## begin Supplied entries
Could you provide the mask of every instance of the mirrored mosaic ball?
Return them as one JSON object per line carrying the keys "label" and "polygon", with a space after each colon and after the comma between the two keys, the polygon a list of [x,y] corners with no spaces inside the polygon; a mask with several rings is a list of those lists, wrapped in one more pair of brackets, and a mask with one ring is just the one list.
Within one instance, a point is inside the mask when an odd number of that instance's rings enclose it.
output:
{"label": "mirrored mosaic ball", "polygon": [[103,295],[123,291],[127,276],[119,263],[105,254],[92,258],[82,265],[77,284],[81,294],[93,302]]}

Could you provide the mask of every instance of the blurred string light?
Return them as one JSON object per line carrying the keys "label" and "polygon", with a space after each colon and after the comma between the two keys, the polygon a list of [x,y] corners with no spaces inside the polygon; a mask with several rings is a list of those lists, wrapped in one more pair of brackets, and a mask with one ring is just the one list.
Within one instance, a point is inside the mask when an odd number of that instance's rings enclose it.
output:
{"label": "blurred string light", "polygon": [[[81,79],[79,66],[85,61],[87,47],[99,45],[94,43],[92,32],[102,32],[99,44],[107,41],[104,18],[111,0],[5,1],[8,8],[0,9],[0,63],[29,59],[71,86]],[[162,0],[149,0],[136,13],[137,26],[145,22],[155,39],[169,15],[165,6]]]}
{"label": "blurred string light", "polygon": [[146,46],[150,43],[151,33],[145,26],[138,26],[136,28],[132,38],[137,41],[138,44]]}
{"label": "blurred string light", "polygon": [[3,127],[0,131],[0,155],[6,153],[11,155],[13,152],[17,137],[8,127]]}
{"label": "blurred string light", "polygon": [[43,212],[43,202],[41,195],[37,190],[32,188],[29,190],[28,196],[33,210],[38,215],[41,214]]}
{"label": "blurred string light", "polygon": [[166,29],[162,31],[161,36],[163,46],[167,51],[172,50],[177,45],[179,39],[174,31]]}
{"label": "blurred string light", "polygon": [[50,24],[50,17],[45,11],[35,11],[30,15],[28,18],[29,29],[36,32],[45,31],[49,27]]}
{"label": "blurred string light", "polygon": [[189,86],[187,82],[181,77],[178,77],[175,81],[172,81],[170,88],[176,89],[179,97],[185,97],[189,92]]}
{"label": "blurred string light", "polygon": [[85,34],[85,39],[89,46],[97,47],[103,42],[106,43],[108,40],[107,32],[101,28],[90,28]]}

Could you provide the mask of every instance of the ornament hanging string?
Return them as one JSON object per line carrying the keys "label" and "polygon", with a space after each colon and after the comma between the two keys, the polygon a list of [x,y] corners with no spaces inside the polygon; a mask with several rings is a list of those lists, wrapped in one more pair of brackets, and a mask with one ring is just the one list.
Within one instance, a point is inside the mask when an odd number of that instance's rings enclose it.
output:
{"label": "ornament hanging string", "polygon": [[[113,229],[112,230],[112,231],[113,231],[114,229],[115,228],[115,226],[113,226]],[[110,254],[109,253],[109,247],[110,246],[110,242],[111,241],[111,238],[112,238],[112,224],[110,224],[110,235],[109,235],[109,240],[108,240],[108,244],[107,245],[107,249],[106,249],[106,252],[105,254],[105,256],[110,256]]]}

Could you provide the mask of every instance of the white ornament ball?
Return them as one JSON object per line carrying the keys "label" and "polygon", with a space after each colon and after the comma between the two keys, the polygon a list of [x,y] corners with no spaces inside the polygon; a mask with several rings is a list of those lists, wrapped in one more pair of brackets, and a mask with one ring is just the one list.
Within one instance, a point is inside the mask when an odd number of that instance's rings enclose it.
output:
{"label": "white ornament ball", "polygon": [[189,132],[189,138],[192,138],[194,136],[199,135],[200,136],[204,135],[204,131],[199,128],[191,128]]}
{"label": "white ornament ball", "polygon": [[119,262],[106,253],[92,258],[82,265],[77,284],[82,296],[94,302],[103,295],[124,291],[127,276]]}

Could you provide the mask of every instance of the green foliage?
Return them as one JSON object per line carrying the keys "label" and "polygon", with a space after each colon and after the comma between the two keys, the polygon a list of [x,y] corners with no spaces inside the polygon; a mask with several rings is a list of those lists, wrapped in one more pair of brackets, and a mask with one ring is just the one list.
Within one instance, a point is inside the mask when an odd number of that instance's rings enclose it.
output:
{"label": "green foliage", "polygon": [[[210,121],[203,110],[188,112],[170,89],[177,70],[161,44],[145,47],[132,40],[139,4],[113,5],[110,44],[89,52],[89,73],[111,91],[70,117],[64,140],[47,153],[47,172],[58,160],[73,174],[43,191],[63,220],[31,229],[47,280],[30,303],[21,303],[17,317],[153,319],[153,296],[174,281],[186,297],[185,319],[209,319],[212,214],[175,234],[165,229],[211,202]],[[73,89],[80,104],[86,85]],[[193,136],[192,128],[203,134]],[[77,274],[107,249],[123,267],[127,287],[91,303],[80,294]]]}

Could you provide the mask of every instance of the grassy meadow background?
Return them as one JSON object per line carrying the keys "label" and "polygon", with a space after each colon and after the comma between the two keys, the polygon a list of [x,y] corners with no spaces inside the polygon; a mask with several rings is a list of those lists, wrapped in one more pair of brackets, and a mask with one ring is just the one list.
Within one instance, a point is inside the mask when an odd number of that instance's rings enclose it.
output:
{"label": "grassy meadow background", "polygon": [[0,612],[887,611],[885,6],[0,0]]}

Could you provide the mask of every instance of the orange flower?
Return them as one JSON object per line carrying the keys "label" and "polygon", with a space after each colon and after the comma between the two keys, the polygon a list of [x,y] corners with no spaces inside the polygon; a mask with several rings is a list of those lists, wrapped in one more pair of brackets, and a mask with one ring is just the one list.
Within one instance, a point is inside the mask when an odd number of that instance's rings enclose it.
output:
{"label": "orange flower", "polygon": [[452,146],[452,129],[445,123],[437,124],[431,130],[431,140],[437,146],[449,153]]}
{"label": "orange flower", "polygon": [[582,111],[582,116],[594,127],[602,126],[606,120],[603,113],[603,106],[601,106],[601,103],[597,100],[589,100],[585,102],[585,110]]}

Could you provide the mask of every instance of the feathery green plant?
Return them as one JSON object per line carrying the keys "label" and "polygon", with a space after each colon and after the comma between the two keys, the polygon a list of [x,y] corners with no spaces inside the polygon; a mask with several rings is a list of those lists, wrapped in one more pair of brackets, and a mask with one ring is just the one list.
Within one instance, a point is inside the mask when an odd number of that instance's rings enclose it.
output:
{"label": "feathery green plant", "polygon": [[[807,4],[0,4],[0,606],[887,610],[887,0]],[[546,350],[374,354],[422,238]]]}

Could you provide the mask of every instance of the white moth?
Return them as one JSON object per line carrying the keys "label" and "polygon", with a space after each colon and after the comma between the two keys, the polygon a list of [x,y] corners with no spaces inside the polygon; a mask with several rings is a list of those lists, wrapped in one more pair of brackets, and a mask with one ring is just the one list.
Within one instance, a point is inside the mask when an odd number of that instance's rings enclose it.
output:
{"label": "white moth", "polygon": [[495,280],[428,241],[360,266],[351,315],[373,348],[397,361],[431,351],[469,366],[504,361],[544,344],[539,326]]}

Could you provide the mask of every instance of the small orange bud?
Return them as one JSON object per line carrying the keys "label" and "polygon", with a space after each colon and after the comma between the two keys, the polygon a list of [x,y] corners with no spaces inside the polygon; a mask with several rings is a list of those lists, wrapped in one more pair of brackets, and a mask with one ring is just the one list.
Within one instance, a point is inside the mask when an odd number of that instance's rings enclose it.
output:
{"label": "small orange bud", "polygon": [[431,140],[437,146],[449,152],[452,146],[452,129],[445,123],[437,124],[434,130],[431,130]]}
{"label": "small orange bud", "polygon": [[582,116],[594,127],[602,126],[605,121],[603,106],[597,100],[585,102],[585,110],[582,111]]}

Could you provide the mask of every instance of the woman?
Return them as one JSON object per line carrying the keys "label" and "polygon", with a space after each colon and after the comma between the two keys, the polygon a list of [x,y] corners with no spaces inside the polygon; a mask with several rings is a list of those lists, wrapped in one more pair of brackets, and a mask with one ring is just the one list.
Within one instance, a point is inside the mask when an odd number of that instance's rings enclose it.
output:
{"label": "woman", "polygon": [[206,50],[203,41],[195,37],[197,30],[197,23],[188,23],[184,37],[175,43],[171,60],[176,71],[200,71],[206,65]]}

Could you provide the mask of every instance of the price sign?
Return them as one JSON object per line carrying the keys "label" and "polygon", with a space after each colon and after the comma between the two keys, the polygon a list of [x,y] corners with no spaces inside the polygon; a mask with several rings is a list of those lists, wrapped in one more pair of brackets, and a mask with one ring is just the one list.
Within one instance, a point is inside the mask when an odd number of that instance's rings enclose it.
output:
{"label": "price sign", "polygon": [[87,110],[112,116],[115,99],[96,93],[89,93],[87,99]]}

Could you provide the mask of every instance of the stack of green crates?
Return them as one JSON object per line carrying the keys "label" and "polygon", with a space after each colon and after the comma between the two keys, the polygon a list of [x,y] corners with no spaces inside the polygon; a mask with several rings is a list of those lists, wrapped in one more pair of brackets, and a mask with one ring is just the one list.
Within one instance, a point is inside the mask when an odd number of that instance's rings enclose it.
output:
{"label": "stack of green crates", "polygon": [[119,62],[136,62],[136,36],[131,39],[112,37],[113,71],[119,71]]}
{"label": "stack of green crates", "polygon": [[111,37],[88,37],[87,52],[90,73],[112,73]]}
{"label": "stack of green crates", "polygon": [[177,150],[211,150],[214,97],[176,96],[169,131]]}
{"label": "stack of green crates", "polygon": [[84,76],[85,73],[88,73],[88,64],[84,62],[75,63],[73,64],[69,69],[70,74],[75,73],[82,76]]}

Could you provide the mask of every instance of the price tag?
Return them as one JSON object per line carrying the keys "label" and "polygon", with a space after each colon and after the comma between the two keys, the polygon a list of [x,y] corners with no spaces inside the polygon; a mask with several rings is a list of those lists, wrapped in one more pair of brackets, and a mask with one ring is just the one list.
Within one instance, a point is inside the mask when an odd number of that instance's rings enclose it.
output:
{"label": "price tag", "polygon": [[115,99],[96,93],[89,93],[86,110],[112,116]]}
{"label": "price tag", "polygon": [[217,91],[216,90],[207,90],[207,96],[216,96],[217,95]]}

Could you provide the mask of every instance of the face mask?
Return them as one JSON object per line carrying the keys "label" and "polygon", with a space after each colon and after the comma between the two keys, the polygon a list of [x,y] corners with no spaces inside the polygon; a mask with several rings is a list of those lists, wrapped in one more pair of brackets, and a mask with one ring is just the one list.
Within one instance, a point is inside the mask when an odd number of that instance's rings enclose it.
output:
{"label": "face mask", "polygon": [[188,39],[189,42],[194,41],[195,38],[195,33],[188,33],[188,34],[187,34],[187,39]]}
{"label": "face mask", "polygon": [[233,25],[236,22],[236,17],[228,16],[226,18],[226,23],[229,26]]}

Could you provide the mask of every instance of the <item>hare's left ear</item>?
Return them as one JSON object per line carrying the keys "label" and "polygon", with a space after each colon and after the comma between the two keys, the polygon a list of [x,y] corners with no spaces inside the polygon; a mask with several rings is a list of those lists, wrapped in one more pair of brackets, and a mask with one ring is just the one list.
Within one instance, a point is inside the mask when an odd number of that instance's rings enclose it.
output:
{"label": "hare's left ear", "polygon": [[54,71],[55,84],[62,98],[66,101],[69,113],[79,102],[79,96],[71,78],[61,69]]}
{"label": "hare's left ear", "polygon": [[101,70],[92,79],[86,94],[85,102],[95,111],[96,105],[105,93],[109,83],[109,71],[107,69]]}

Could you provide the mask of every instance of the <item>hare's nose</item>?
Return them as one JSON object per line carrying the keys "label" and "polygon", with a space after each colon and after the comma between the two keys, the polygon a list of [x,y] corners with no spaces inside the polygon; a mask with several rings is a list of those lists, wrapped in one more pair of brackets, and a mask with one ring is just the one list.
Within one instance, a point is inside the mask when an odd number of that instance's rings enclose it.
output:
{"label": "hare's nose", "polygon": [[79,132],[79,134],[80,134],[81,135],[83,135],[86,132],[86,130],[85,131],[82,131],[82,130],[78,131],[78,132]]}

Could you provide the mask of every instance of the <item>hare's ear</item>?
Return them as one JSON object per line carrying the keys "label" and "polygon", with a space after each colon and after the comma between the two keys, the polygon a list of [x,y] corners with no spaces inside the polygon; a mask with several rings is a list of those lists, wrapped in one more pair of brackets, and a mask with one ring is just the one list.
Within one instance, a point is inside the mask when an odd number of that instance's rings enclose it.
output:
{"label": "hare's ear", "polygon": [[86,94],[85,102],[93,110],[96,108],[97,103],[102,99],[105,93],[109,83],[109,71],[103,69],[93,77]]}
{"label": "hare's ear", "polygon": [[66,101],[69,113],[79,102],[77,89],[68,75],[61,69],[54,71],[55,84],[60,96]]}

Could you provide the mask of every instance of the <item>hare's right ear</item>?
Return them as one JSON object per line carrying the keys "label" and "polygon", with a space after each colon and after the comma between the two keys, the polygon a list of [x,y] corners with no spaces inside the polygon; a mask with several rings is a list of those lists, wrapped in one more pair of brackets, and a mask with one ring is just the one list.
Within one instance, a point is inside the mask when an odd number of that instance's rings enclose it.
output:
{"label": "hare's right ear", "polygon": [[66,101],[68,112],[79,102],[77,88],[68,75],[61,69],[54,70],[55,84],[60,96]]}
## end Supplied entries
• [To do]
Which lines run from the one containing "the <item>hare's nose</item>?" to the end of the entries above? Quote exactly those, and only those.

• [Final result]
Could you provide the mask of every instance of the <item>hare's nose</item>?
Return them as one JSON object per line carrying the keys "label" and "polygon", with a space after each colon and after the comma between the two keys, the polygon a list of [x,y] corners with no spaces inside the polygon; a mask with several rings is a list of those lists, wrapped in one more pair of brackets, and a mask with one ring is just the one list.
Within one instance, a point is inside the mask when an odd number of that instance's rings enclose it.
output:
{"label": "hare's nose", "polygon": [[79,132],[79,134],[80,134],[81,135],[83,135],[86,132],[86,130],[85,131],[82,131],[82,130],[78,131],[78,132]]}

Could you provide the mask of every instance of the <item>hare's ear</item>?
Return them as one JSON object per line carrying the keys "label" and "polygon", with a space after each colon and after the comma between the two keys, the polygon a list of [x,y] corners with no spaces inside the polygon; a mask with several rings is a list of those lists, wrapped in one more pair of brackets, and a mask with one ring is just the one list.
Within one instance, a point is inside the mask when an odd number of that instance's rings enclose it.
output:
{"label": "hare's ear", "polygon": [[86,94],[85,102],[93,110],[96,108],[97,103],[102,99],[105,93],[109,83],[109,71],[103,69],[93,77]]}
{"label": "hare's ear", "polygon": [[66,101],[69,113],[79,102],[77,89],[68,75],[61,69],[54,71],[55,84],[60,96]]}

Could you provide the mask of every instance of the <item>hare's right ear</item>?
Return them as one JSON object per line carrying the keys "label" and "polygon", with a space after each colon and after the comma between the two keys, the polygon a list of [x,y] corners with no spaces inside the polygon; a mask with several rings is a list of those lists, wrapped in one more pair of brackets, and a mask with one ring is just the one list.
Within one instance, a point is inside the mask when an odd number of that instance's rings enclose it.
output:
{"label": "hare's right ear", "polygon": [[66,101],[68,112],[79,102],[77,88],[68,75],[61,69],[54,70],[55,84],[60,96]]}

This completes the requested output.